● Data shown
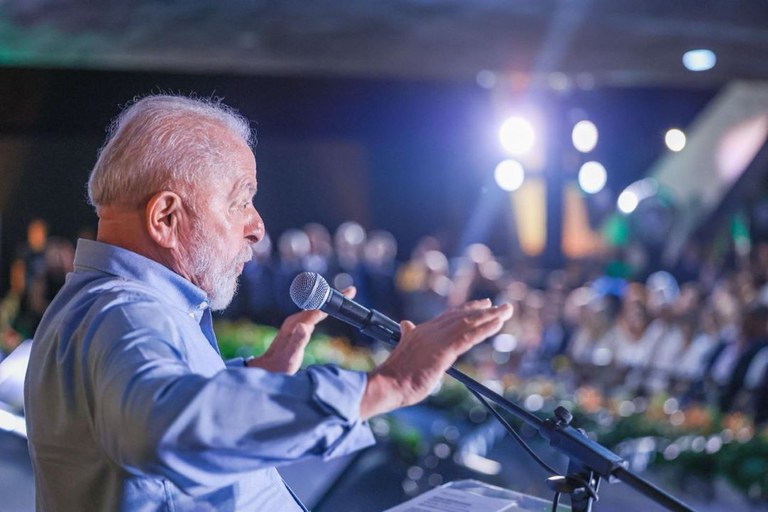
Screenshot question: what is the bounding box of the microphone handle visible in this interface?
[361,309,401,345]
[324,290,401,345]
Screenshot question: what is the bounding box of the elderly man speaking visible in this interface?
[24,95,512,511]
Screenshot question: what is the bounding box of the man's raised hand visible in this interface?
[361,299,513,419]
[246,286,356,374]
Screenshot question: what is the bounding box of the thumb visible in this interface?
[400,320,416,334]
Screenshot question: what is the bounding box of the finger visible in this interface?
[341,286,357,300]
[292,309,327,326]
[400,320,416,334]
[456,303,513,327]
[455,316,507,351]
[453,298,493,312]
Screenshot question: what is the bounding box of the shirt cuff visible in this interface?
[306,365,368,422]
[306,365,375,459]
[224,357,248,368]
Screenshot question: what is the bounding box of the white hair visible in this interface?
[87,94,254,210]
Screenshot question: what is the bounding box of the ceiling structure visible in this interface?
[1,0,767,272]
[0,0,767,88]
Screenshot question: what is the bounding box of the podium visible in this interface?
[384,479,568,512]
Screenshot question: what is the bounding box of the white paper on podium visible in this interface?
[384,487,516,512]
[384,480,558,512]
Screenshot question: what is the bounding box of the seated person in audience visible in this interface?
[719,302,768,415]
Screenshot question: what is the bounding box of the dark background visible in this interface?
[0,66,716,294]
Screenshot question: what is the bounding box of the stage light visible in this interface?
[494,159,525,191]
[571,120,598,153]
[617,189,639,214]
[617,178,658,215]
[665,128,686,151]
[578,161,607,194]
[683,49,716,71]
[499,116,535,155]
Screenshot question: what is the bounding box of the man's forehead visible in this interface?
[222,132,257,190]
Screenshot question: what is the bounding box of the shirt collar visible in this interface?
[73,238,210,316]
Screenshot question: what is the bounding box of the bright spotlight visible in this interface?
[682,49,716,72]
[617,178,658,214]
[494,160,525,191]
[617,189,639,214]
[499,116,535,155]
[572,120,598,153]
[665,128,686,152]
[578,161,607,194]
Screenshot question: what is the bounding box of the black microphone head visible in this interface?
[290,272,331,310]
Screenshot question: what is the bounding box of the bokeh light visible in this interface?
[618,189,639,214]
[571,120,599,153]
[665,128,686,151]
[617,178,658,214]
[475,70,497,89]
[494,159,525,191]
[492,333,518,353]
[499,116,535,155]
[578,161,607,194]
[682,49,716,71]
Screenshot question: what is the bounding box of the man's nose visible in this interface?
[246,207,265,244]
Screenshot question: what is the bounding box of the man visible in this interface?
[24,95,512,511]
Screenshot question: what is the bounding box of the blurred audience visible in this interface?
[717,302,768,417]
[18,218,49,292]
[396,237,452,324]
[0,260,25,356]
[2,221,74,343]
[2,217,768,426]
[362,230,400,318]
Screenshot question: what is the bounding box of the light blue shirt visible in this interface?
[24,239,375,511]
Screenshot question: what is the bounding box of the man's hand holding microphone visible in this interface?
[289,272,513,420]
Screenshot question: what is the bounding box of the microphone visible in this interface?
[290,272,401,345]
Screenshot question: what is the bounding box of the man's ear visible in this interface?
[145,191,188,249]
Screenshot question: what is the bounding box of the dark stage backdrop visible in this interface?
[0,67,714,294]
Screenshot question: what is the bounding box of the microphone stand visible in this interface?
[361,309,695,512]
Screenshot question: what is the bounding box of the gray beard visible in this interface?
[188,222,250,311]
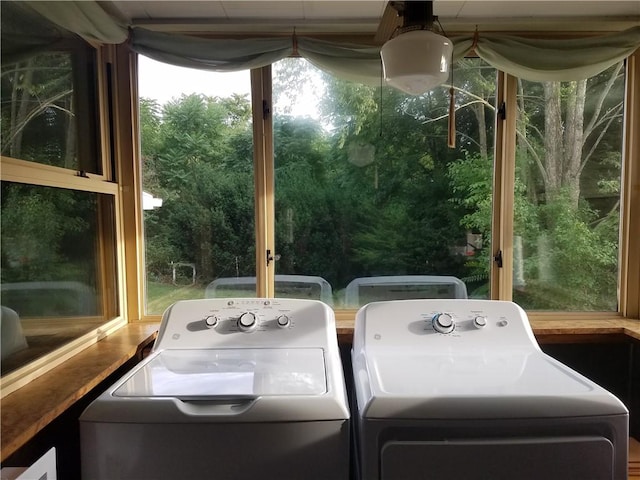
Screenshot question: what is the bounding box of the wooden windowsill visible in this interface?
[0,323,158,462]
[2,318,640,463]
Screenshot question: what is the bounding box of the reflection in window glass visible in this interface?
[0,49,99,172]
[513,63,624,310]
[138,58,254,314]
[273,58,496,307]
[0,182,116,374]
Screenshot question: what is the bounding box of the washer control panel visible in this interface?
[155,298,334,350]
[353,299,538,353]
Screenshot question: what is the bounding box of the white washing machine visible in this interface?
[80,298,350,479]
[352,299,628,480]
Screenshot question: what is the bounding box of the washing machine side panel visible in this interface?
[80,420,350,480]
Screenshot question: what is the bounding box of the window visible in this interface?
[136,50,639,319]
[513,63,625,311]
[0,183,118,375]
[139,57,254,314]
[1,47,100,173]
[0,38,119,385]
[272,58,497,307]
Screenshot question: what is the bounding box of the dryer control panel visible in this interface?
[154,298,336,350]
[353,299,539,354]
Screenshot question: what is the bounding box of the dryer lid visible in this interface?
[113,348,327,399]
[368,350,582,396]
[359,350,627,418]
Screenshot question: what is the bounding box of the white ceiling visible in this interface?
[103,1,640,35]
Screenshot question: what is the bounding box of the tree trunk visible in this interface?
[9,59,35,158]
[542,80,587,208]
[64,94,76,169]
[562,80,586,209]
[472,102,488,159]
[543,81,563,199]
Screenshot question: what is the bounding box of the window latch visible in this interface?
[266,249,280,266]
[263,100,271,120]
[497,102,506,120]
[494,250,503,268]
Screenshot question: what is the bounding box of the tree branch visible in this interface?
[515,128,548,186]
[583,62,623,140]
[579,103,623,177]
[420,99,488,124]
[1,89,73,154]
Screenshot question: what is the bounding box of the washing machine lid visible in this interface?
[113,348,327,399]
[360,349,627,418]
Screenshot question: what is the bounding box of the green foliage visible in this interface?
[139,98,162,159]
[446,153,494,285]
[145,281,206,314]
[1,184,96,284]
[513,191,618,310]
[139,58,622,312]
[141,93,256,284]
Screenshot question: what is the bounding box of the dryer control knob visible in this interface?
[276,314,290,328]
[432,313,455,334]
[237,312,258,332]
[204,315,219,328]
[473,315,487,329]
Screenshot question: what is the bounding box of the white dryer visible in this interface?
[352,299,628,480]
[81,298,350,479]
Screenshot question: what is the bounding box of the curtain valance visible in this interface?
[7,1,640,84]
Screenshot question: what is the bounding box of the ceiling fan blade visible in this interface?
[374,1,403,44]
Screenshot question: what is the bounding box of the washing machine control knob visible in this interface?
[432,313,455,334]
[473,315,487,329]
[204,315,219,328]
[276,314,291,328]
[237,312,258,332]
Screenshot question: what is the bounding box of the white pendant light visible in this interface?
[380,1,453,95]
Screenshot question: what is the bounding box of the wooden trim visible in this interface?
[0,323,157,462]
[0,317,126,398]
[264,68,276,297]
[490,72,517,300]
[251,67,275,297]
[112,44,145,322]
[490,71,505,299]
[0,156,118,195]
[620,49,640,319]
[96,46,113,181]
[528,311,624,321]
[95,46,121,319]
[128,51,147,321]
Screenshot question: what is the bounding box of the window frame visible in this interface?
[619,49,640,319]
[131,47,640,323]
[0,43,128,396]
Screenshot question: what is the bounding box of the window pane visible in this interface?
[0,47,100,173]
[273,58,496,308]
[0,182,118,375]
[139,57,254,314]
[513,63,624,310]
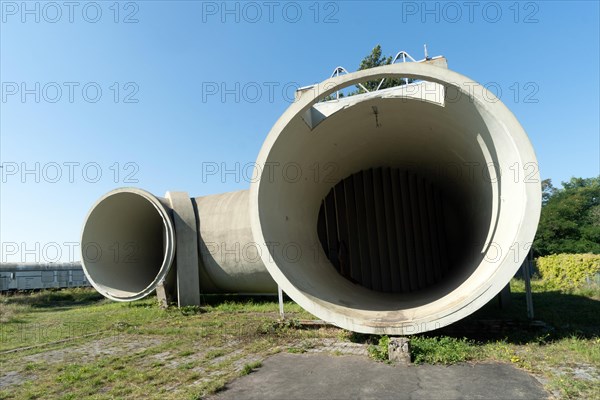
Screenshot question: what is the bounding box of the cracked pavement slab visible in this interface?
[210,353,550,400]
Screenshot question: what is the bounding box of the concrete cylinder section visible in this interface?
[195,190,277,294]
[250,63,541,334]
[80,188,276,302]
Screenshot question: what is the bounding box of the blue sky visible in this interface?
[1,1,599,262]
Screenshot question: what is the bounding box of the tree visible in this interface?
[541,178,557,205]
[325,45,413,100]
[533,176,600,256]
[354,45,409,93]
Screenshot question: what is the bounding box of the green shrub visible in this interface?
[537,254,600,291]
[367,335,390,362]
[411,336,476,364]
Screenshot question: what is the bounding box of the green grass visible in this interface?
[1,280,598,399]
[367,335,390,362]
[0,288,334,399]
[205,349,226,360]
[356,279,599,399]
[368,335,476,365]
[286,339,315,354]
[411,336,476,364]
[240,361,262,375]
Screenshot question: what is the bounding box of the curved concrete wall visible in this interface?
[195,190,276,294]
[250,63,540,334]
[81,63,541,334]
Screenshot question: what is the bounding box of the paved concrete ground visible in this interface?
[211,353,549,400]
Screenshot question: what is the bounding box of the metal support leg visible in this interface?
[278,286,285,319]
[524,249,534,319]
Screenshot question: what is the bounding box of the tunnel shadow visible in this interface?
[427,290,600,344]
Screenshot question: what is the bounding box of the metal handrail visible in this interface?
[327,45,438,99]
[329,66,370,99]
[375,50,418,90]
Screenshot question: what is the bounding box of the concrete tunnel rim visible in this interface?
[250,62,541,334]
[80,187,177,302]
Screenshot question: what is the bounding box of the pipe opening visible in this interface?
[257,93,496,305]
[80,189,175,301]
[317,167,470,294]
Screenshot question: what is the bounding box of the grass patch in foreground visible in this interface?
[411,336,476,364]
[367,335,390,362]
[1,279,598,399]
[241,361,262,375]
[0,288,333,399]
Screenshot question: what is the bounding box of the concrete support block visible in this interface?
[155,283,170,309]
[388,337,411,364]
[166,192,201,306]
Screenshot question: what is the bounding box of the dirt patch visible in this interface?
[21,335,163,365]
[547,364,600,382]
[0,335,164,390]
[0,371,32,389]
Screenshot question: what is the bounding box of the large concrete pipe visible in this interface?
[81,62,541,334]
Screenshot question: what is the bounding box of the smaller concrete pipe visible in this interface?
[80,188,276,302]
[80,188,176,301]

● Exercise directions
Exactly as they appear, write out the lines from the one containing "Screenshot question: what is the bounding box of the smaller" through the final line of the entries above, both included.

● Problem solution
Screenshot question: what is the bounding box of the smaller concrete pipe visible in this interface?
[80,188,276,302]
[80,188,176,301]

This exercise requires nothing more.